→ Brief:
Please write out exactly the lines that begin at the line containing "Please put a point on the silver" and run to the end of the records.

____

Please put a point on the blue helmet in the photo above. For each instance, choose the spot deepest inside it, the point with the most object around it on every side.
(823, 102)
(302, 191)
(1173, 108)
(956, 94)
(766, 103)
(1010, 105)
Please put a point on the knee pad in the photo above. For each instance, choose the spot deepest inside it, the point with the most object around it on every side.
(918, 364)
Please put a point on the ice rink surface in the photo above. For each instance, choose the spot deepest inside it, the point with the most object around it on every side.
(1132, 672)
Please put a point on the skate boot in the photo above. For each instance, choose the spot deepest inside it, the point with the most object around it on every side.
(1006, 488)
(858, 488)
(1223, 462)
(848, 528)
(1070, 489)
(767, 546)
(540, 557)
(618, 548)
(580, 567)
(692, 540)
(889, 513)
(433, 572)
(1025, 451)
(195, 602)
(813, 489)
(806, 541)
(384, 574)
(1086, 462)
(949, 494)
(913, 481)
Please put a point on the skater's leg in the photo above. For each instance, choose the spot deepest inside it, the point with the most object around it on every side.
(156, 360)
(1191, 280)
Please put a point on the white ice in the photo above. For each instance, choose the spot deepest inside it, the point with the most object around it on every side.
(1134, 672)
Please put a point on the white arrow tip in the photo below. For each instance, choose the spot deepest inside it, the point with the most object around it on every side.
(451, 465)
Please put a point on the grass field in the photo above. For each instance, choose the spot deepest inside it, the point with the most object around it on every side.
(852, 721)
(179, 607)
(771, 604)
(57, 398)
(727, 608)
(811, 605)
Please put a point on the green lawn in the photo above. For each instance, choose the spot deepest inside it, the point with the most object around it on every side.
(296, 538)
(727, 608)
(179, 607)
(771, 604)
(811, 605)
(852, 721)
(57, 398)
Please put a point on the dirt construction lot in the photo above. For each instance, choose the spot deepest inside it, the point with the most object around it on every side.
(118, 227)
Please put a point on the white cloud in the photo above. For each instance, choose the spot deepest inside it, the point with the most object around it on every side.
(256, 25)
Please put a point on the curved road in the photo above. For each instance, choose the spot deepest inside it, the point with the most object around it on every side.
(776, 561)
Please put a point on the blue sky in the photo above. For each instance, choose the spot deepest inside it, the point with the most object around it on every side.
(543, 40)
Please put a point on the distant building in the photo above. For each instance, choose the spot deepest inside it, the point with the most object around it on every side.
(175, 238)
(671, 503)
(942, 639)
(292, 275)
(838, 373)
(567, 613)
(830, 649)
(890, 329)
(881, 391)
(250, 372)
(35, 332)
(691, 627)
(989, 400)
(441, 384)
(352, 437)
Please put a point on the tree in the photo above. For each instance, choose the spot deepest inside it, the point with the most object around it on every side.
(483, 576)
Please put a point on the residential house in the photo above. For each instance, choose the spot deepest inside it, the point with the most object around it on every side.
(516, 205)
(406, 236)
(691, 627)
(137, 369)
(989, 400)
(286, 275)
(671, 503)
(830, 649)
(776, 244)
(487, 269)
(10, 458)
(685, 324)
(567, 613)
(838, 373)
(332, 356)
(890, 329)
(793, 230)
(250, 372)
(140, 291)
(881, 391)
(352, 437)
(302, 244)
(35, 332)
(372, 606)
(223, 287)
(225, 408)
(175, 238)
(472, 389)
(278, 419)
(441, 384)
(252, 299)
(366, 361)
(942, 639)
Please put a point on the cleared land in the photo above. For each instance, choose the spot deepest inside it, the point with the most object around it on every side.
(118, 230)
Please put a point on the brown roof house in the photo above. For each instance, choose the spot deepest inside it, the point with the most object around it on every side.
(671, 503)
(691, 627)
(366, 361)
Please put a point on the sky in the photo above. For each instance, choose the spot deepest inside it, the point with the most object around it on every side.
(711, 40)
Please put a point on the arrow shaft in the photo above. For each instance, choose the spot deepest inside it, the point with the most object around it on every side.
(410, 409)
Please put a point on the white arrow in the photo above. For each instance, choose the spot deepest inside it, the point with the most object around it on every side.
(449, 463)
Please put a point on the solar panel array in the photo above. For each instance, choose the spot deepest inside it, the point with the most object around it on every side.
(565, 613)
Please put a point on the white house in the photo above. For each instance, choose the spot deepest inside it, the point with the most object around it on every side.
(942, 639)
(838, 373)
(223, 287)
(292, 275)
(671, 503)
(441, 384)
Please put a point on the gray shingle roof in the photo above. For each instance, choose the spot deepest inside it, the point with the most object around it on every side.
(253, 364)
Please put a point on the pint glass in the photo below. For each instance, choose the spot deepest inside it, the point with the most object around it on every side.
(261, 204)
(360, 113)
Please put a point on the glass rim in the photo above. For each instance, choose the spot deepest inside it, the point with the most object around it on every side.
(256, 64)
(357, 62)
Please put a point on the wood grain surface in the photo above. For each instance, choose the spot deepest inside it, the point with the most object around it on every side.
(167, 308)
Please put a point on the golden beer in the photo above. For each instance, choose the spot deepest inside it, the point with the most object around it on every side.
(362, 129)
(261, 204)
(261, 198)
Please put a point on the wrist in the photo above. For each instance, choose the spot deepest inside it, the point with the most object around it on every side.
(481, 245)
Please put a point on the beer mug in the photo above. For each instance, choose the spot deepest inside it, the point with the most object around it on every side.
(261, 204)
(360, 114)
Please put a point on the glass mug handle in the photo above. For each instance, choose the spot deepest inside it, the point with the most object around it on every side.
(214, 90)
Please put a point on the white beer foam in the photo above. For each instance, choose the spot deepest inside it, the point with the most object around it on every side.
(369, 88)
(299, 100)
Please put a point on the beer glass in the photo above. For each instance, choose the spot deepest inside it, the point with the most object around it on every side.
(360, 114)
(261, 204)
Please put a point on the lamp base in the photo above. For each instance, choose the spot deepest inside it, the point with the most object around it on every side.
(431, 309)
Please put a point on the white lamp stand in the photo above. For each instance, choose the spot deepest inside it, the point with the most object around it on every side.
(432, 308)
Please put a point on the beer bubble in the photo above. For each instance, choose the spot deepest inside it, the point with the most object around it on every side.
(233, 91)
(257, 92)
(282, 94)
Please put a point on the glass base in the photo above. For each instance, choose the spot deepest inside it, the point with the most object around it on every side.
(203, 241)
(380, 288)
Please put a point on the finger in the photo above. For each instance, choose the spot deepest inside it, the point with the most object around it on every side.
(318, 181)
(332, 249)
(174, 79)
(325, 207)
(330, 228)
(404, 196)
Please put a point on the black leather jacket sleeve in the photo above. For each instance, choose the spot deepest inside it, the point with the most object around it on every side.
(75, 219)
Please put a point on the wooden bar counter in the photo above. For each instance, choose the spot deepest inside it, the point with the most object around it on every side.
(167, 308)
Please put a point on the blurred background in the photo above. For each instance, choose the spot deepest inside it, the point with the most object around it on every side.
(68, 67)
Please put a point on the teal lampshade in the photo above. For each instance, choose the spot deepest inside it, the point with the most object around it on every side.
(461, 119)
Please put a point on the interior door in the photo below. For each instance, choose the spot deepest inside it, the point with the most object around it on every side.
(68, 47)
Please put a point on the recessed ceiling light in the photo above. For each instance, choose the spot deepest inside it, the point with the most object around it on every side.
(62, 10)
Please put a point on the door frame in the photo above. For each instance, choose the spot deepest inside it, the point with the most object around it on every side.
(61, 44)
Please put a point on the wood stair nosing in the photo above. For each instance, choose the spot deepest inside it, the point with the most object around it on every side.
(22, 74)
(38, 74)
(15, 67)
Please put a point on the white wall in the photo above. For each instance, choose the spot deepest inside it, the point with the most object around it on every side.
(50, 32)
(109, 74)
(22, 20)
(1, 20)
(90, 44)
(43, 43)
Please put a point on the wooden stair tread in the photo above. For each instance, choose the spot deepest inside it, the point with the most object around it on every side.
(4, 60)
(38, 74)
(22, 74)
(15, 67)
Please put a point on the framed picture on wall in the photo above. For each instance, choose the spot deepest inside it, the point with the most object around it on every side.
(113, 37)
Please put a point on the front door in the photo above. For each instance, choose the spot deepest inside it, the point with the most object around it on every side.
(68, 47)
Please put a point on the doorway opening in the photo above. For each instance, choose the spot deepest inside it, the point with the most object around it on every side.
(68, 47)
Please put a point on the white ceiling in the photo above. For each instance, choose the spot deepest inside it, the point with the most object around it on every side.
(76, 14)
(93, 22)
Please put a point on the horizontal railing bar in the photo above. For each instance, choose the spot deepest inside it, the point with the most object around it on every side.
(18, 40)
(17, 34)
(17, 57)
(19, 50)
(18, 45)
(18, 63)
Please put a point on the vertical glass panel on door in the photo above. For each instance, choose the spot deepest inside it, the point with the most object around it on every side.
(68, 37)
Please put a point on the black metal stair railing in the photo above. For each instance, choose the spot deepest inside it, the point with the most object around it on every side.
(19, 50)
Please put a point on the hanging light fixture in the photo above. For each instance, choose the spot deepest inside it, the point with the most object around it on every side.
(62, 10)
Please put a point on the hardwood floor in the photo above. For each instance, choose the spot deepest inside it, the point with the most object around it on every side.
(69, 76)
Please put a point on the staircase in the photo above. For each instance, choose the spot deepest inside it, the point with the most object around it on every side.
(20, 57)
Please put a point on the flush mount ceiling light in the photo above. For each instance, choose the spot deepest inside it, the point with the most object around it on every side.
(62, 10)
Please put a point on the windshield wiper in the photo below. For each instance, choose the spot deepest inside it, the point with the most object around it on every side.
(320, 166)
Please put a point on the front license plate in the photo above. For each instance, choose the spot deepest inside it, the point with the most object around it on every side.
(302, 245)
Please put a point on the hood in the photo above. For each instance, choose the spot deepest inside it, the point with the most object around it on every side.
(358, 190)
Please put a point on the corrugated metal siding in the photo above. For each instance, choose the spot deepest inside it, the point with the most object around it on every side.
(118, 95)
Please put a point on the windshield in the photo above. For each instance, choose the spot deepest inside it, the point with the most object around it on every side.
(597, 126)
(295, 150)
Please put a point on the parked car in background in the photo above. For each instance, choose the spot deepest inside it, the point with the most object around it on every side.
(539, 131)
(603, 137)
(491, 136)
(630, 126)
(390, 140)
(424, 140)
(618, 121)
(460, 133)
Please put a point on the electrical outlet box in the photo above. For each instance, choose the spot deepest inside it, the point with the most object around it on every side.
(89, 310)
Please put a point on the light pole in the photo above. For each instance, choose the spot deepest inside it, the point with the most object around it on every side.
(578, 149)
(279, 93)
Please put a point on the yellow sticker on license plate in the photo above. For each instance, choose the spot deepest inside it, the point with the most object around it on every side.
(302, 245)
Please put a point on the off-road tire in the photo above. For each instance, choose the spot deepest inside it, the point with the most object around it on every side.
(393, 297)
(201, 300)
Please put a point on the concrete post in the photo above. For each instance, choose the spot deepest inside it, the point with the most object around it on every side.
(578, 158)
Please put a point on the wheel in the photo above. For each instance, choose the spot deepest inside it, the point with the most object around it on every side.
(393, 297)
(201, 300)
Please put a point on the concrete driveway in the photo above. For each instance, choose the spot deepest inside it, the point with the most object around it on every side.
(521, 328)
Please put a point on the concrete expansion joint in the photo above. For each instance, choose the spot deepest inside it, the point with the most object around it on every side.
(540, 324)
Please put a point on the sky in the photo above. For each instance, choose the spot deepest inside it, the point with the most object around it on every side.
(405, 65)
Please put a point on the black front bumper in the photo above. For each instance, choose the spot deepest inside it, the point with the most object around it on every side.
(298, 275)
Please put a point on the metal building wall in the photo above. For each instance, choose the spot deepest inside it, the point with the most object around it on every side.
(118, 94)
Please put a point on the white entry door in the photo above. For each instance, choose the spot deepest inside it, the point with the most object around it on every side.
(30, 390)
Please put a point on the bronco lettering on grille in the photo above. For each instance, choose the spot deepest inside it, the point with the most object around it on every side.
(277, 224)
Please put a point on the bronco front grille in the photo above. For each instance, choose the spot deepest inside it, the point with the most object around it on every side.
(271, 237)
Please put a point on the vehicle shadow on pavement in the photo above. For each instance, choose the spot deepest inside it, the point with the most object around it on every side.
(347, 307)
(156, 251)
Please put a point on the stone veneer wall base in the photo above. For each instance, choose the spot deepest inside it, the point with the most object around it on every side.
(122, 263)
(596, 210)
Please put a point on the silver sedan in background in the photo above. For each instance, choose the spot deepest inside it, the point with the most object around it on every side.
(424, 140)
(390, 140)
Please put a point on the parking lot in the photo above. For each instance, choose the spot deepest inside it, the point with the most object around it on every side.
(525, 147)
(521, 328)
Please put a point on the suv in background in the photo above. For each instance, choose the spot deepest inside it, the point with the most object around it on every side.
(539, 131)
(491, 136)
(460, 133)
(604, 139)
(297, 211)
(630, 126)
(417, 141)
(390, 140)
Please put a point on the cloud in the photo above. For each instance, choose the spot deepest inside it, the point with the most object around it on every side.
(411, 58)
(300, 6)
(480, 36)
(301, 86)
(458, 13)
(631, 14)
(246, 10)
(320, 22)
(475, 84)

____

→ Expected output:
Please put a point on the silver sedan in background in the photo above. For each instance, choose the spot deepest inside it, the point with the most object around it on every side.
(424, 140)
(390, 140)
Please put a point on the parking lot in the photo above. For each instance, choose the spot deepest inside it, the point with the most object around it on every side.
(525, 147)
(521, 328)
Please put a point on the suv in background in the photo above. For each instance, choose the spot deepest inside it, the point with the most object around it on every side.
(539, 131)
(491, 136)
(460, 133)
(604, 139)
(297, 211)
(630, 126)
(417, 141)
(390, 140)
Please put a point on the cloud in the photo above. For each instance, choose the spot deepest inside it, the point with the most object around it on every side.
(411, 58)
(300, 6)
(480, 36)
(301, 86)
(458, 13)
(631, 14)
(246, 10)
(320, 22)
(475, 84)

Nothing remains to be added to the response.